• [Data extract]:
========================================================================
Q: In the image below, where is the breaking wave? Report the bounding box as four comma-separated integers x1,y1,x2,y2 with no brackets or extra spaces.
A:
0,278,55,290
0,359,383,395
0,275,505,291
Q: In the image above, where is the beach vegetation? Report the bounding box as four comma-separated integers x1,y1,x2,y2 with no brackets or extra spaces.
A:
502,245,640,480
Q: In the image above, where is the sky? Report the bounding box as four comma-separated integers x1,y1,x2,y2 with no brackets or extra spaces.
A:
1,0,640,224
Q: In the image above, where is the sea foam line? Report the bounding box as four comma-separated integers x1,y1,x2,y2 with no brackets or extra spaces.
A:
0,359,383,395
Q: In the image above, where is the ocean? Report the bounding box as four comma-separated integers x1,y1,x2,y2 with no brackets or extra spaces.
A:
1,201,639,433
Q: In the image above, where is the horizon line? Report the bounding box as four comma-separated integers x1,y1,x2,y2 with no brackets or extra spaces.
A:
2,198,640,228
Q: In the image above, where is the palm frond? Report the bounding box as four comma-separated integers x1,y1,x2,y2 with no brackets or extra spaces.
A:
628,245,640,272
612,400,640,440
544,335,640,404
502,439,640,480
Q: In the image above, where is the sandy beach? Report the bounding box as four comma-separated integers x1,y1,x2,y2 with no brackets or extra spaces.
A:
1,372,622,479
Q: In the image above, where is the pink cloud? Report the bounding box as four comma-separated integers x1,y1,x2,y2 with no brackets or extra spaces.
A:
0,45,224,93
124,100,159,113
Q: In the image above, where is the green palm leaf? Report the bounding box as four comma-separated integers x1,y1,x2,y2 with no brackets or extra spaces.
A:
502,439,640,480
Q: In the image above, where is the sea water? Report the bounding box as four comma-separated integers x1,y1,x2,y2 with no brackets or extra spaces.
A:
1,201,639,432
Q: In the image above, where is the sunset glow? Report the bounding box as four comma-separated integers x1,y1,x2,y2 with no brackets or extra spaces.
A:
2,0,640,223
========================================================================
• [Work item]:
Nothing in the listing above may be altered; transcribe all of it.

• [The answer]:
Q: In the image below, where is the breaking wave? Report the bounding box as four comma-separated integers x1,y1,x2,y2 with no brackets or extra spaces.
A:
0,278,55,290
0,359,383,395
0,275,505,291
Q: In the image above, where is the beach vegetation? Report the bounding box as four comma-separated integers x1,y1,x2,y2 with no brackets or extra spaces.
A:
502,245,640,480
Q: In the image above, where is the sky? Report the bounding box as four comma-separated integers x1,y1,x2,y2 with no brackets or extra spaces.
A:
1,0,640,224
Q: In the image above, where is the sea foam line? Report the bounding box as four comma-separated integers x1,y1,x2,y2 with no brackets or extra spaces.
A:
0,359,383,395
Q: In the image above, where is the ocean? Report the bounding box as four comma-separated integers x1,y1,x2,y2 with no brackets or extra spaces.
A:
1,201,639,433
Q: In the image above, where is the horizon line? Report the bounding box as four comma-separated integers x1,y1,x2,y2 with no brackets or extra spaces.
A:
2,198,640,228
Q: In the image above, where is the palm frond? Report the bounding box as four comma-separated integers x1,y1,x2,y2 with no brackets or extra spaces.
A:
628,245,640,272
612,400,640,440
544,335,640,404
502,439,640,480
Q: In the image above, where is the sandy beach? Report the bounding box as four comma-separated integers x1,y1,x2,y2 with no brackets or extra spaces.
A:
1,372,622,479
Q: In the image above, where is the pink cloud? Report the bounding box as four comma-separated integers x1,y1,x2,y2 with no brackets or extra spaces.
A:
0,45,224,93
124,100,159,113
Q: In the image above, where is the green palm leaf? Report the bounding box as four comma-separated integers x1,y1,x2,y2 with no brackets or extra spaces.
A:
502,439,640,480
Q: In the image above, where is the sea water? Report the bounding box as four comma-separated integers x1,y1,x2,y2 with no brackets or extra spaces.
A:
1,201,639,432
Q: In the image above, where is the sunset glow? Report the bounding box as four comma-separated integers x1,y1,x2,y2 with no brackets or extra spaces.
A:
2,0,640,223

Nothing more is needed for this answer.